:: EXTRACTED INFORMATION ::
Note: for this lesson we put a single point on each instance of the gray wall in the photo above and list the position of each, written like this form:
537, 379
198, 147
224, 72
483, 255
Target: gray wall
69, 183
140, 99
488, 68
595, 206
:::
## INSTRUCTIONS TO FOLLOW
From the first line to the last, return the listing exactly.

## EXERCISE RESULT
Note: for this lesson we put a single point on each instance of the gray wall in the photo above and list the position of each, written like this form:
537, 379
198, 147
224, 72
483, 255
Target: gray wall
69, 183
140, 99
488, 68
595, 206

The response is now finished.